Extract provided:
*** Begin section ***
Articles 1(1) and 2(1). Freedom of career members of the armed forces to leave their service. The Committee previously noted that career military officers might terminate their employment upon request with a notice of 30 days. However, a request for resignation may be refused if the person was placed on educational leave and upon his/her return, failed to stay in service for the period of time specifically required for that type of education. Pursuant to section 143 of Law No. 88/05 on Service in the Armed Forces in Bosnia and Herzegovina, this stationary period is twice the period of education or scholarship. The Committee accordingly requested the Government to provide further information on the application in practice of section 143 of Law No. 88/05.
The Committee notes the Government’s information that, from 2011 to 2017, a total of eight cases were reported in which members of the armed forces left the service before the expiration of the mandatory service, arising from schooling, professional development or training scholarships, of which three persons were in the category of officer and five in the category of soldiers. Also, three of them abandoned the service without submitting a request, while five persons filed the request for service cessation. For the remaining period of mandatory service that they did not serve, a debt calculation was made based on the reimbursement of the financial costs incurred during their education or training, and an agreement of settlement was offered. In case of the refusal to reimburse the costs, the Ministry of Defence files a lawsuit through the Office of the Attorney General to the competent court. The Government emphasizes that no request for termination of military service is rejected and that the reimbursement of training costs is either voluntary through an agreement or ordered by a competent court.
Article 2(2)(c). Prison labour. The Committee previously requested the Government to indicate how the voluntary consent of the prisoners to work for private enterprises is obtained in practice in the Republika Srpska. The Government provided detailed information on the working conditions and entitlements of prisoners occupied in economic units of the penitentiary institutions, and indicated that during the reporting period there were no working sites organized outside the institutions.
The Committee notes the Government’s information in its report that, regulations providing for voluntary work activity of prisoners are still effective in Republika Srpska. In 2014, 79 prisoners worked out of the prison institutions (9.57 per cent of prisoners involved in work), while the number for 2015 and 2016 is 101 persons (12.78 per cent). The Government also indicates that there are no agreements made with private entities regarding the work of convicts serving a sentence.
*** End section ***
Image-grounded pointing records:
*** Begin section ***
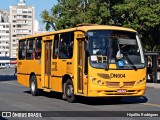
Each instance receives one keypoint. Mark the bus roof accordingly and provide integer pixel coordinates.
(82, 27)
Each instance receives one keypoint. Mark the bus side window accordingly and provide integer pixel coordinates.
(22, 50)
(66, 45)
(38, 48)
(30, 49)
(55, 46)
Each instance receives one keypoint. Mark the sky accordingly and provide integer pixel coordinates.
(39, 5)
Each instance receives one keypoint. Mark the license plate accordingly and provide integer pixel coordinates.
(121, 91)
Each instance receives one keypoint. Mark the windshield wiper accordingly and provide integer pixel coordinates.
(130, 62)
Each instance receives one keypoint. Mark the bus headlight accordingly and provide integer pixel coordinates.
(93, 79)
(140, 82)
(99, 82)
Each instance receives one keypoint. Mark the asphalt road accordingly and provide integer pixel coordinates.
(14, 97)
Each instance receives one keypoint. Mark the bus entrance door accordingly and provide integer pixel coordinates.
(80, 65)
(47, 64)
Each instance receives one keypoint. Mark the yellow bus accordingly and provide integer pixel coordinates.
(82, 61)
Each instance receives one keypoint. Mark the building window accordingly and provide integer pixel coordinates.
(22, 50)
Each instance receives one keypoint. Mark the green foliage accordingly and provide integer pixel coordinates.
(141, 15)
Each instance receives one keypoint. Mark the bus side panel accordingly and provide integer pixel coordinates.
(22, 79)
(25, 68)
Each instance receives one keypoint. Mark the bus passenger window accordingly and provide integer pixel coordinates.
(30, 50)
(22, 50)
(66, 46)
(38, 48)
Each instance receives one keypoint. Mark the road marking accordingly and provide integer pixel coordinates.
(10, 83)
(150, 104)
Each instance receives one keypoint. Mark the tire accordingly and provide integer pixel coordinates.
(33, 86)
(69, 91)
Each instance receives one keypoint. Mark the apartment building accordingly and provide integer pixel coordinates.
(21, 19)
(4, 38)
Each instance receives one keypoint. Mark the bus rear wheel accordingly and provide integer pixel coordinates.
(33, 86)
(69, 91)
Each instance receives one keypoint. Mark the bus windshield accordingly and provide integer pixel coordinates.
(122, 48)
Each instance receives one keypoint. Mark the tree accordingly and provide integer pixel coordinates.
(68, 13)
(142, 15)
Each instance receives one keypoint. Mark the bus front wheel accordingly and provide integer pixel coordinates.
(69, 91)
(33, 86)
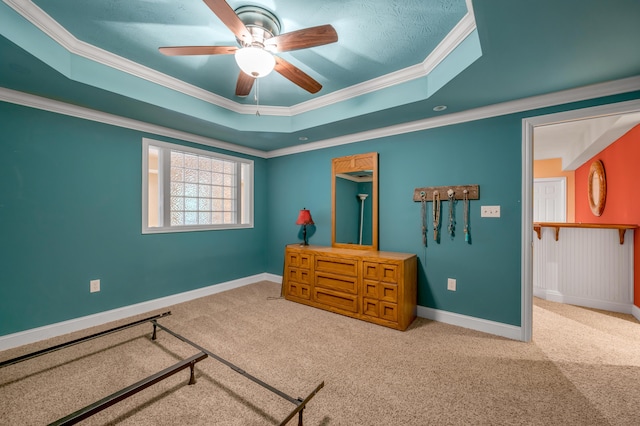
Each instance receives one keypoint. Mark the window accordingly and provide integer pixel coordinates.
(189, 189)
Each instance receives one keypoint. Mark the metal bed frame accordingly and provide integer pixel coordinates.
(190, 363)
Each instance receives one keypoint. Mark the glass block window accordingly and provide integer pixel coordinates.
(190, 189)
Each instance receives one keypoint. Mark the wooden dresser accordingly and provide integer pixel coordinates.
(375, 286)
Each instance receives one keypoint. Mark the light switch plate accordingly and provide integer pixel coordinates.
(490, 211)
(451, 284)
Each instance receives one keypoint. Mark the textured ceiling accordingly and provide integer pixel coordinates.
(393, 62)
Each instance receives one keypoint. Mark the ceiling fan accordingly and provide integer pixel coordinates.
(258, 34)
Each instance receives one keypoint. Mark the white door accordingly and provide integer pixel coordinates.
(549, 200)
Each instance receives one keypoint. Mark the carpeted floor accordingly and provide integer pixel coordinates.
(582, 368)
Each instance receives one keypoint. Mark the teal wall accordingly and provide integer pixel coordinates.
(70, 212)
(484, 152)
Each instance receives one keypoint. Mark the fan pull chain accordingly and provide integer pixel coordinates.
(256, 96)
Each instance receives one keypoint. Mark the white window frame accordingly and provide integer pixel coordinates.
(244, 204)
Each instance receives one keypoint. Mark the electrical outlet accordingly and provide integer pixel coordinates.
(490, 211)
(451, 284)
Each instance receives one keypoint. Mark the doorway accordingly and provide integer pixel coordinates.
(529, 125)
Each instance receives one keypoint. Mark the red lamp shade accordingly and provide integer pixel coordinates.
(304, 218)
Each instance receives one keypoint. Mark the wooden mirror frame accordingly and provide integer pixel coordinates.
(597, 199)
(351, 164)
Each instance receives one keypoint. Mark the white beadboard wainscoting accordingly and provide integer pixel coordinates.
(585, 266)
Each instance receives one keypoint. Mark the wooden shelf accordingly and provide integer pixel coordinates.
(537, 226)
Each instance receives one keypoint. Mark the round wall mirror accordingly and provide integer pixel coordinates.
(597, 188)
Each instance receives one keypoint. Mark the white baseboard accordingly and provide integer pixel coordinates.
(555, 296)
(478, 324)
(36, 334)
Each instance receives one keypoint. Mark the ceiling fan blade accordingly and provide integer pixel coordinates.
(228, 17)
(301, 39)
(297, 76)
(244, 84)
(197, 50)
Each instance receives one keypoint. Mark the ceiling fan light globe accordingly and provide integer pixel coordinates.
(255, 61)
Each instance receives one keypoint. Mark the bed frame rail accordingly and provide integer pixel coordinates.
(114, 398)
(80, 340)
(300, 403)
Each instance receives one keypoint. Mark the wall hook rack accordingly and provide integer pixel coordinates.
(472, 194)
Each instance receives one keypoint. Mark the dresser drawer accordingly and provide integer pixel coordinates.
(335, 299)
(299, 260)
(380, 291)
(299, 275)
(387, 272)
(379, 309)
(301, 291)
(337, 265)
(337, 282)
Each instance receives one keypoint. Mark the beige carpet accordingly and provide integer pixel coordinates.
(582, 368)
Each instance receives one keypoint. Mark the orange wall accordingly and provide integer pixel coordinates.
(621, 162)
(553, 168)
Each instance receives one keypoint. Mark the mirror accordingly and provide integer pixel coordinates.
(354, 198)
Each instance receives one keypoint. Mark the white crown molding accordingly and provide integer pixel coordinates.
(32, 101)
(58, 33)
(527, 104)
(558, 98)
(456, 36)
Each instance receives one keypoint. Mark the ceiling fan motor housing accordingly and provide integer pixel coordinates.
(261, 23)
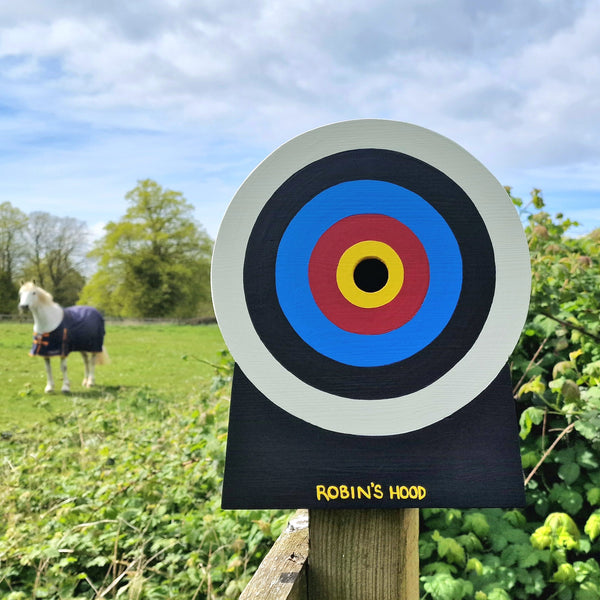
*** End section ***
Tasks and exercises:
a) According to the extract on the armed forces and prison labor, how long is the stationary period under section 143 of Law No. 88/05?
b) From the extract on the armed forces and prison labor, reproduce the stretch from "Articles 1(1) and" through "Law No. 88/05.".

Results of the tasks:
a) Twice the period of education or scholarship.

b)
Articles 1(1) and 2(1). Freedom of career members of the armed forces to leave their service. The Committee previously noted that career military officers might terminate their employment upon request with a notice of 30 days. However, a request for resignation may be refused if the person was placed on educational leave and upon his/her return, failed to stay in service for the period of time specifically required for that type of education. Pursuant to section 143 of Law No. 88/05 on Service in the Armed Forces in Bosnia and Herzegovina, this stationary period is twice the period of education or scholarship. The Committee accordingly requested the Government to provide further information on the application in practice of section 143 of Law No. 88/05.